10 ans ont passé. Bon sang, on se croit immortel, mais des séries de 10 ans, il n'est reste pas des masses. Seulement, isolé dans ma campagne japonaise, je ne les vois pas passer. Si ce n'est pour la technologie, j'aurais coupé tous les ponts avec la France. Mais la technologie je n'y ai pas échappé. En 94 j'étais le premier (et le seul avant un bout de temps) à avoir une connexion internet privée dans ma chambre à la Résidence universitaire. Elle tournait à 9600 bauds, mais ça suffisait pour réaliser qu'on était rentrés dans un autre monde. Sauf que bien sûr, à l'époque, personne n'avait d'adresse mail et donc j'étais limité dans mes correspondances à une demi-douzaine de personnes avec qui je n'avais finalement pas grand-chose à échanger puisqu'ils travaillaient pour l'essentiel à Jussieu et que je les voyais presque tous les jours.


Hier j'ai revu "The Perks of Being a Wall Flower" qui résume assez bien mes années lycée, sans l'essentiel du pathos sexuel (même si j'en ai eu une dose) et avec en plus le fantasme de l'Amérique représenté par l'étudiante de Boston qui était venue au lycée avec l'échange. Et ce matin, alors que tout le monde était allé faire des courses, je suis resté au lit pour boucler Ring, de Frédéric Roux pour conclure mon cycle de lecture de fin d'année qui avait commencé avec un Badiou (Le réveil de l'histoire). Trois uppercuts qui m'ont assommé chacun à leur manière, et qui m'ont réveillé aussi.


L'année commence, les enfants n'arrêtent pas de grandir, et je me demandais donc ce que tu devenais.

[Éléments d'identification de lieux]
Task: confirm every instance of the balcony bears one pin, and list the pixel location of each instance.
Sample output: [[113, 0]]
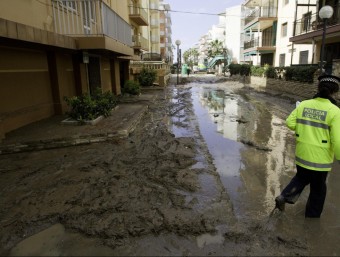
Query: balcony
[[138, 15], [309, 29], [140, 42], [262, 43], [312, 23], [258, 13], [89, 20]]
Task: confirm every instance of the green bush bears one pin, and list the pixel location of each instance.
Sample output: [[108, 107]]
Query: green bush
[[147, 77], [270, 72], [257, 71], [300, 73], [245, 69], [87, 107], [234, 68], [131, 87]]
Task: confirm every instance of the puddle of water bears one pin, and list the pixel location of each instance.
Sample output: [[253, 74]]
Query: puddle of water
[[255, 161], [55, 241]]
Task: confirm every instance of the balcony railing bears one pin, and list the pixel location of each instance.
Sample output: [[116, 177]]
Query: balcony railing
[[258, 42], [140, 42], [139, 15], [89, 18], [312, 23], [268, 12], [251, 43]]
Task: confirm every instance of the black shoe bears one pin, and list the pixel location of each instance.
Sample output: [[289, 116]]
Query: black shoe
[[280, 203]]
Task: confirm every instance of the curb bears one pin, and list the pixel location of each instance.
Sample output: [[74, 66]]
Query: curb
[[75, 140]]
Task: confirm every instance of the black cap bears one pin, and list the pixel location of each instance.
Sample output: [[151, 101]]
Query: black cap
[[329, 78]]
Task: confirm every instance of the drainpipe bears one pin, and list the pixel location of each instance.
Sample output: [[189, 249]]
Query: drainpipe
[[294, 30]]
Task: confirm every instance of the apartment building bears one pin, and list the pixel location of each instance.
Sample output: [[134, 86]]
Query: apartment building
[[309, 28], [139, 20], [165, 33], [233, 33], [50, 49], [288, 53], [259, 31]]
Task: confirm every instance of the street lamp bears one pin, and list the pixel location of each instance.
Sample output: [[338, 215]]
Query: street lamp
[[224, 60], [178, 42], [325, 13]]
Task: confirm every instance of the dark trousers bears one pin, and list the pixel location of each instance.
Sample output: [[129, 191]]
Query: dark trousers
[[317, 194]]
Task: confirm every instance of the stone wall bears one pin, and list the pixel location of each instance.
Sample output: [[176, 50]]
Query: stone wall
[[293, 89]]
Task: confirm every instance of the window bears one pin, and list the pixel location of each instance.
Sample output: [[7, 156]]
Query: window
[[303, 57], [282, 60], [284, 30], [306, 21], [70, 5]]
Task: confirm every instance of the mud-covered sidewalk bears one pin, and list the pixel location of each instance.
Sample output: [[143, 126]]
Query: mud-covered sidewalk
[[140, 195]]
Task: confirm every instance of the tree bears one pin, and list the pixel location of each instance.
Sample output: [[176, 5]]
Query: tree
[[215, 48], [190, 56]]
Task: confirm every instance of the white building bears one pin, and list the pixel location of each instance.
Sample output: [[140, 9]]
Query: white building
[[233, 30], [288, 53]]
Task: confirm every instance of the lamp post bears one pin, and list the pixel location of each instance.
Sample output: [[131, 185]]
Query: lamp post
[[224, 60], [325, 13], [178, 42]]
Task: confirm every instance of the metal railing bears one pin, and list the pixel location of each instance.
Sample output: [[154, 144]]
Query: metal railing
[[140, 41], [252, 43], [263, 11], [312, 23], [258, 42], [89, 18], [153, 65], [136, 10]]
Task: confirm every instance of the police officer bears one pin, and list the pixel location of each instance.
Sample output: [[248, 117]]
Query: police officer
[[316, 123]]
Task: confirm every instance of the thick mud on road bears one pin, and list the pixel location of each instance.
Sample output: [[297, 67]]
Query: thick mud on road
[[197, 177]]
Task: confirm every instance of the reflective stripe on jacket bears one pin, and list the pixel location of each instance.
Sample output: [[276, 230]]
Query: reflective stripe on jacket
[[316, 123]]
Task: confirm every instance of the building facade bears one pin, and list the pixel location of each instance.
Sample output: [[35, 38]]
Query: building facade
[[309, 28], [233, 33], [51, 49]]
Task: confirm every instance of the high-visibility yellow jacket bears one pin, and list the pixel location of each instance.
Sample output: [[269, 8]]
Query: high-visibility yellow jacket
[[316, 123]]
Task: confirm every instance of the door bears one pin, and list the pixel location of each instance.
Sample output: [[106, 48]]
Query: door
[[94, 74]]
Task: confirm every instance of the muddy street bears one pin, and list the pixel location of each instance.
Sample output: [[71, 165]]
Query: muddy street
[[198, 176]]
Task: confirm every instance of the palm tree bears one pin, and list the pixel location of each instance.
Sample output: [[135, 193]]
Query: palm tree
[[190, 56], [215, 48]]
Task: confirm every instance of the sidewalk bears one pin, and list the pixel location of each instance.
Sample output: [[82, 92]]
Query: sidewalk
[[51, 133]]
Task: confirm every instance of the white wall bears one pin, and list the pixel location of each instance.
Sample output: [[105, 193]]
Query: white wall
[[286, 13], [233, 32]]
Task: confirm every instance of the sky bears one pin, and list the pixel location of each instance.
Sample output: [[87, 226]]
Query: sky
[[189, 28]]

■ Consigne ■
Reproduisez mot pour mot l'extrait choisi, en reprenant tout ce qui va de « Hier j'ai revu » jusqu'à « que tu devenais. ».

■ Réponse ■
Hier j'ai revu "The Perks of Being a Wall Flower" qui résume assez bien mes années lycée, sans l'essentiel du pathos sexuel (même si j'en ai eu une dose) et avec en plus le fantasme de l'Amérique représenté par l'étudiante de Boston qui était venue au lycée avec l'échange. Et ce matin, alors que tout le monde était allé faire des courses, je suis resté au lit pour boucler Ring, de Frédéric Roux pour conclure mon cycle de lecture de fin d'année qui avait commencé avec un Badiou (Le réveil de l'histoire). Trois uppercuts qui m'ont assommé chacun à leur manière, et qui m'ont réveillé aussi.


L'année commence, les enfants n'arrêtent pas de grandir, et je me demandais donc ce que tu devenais.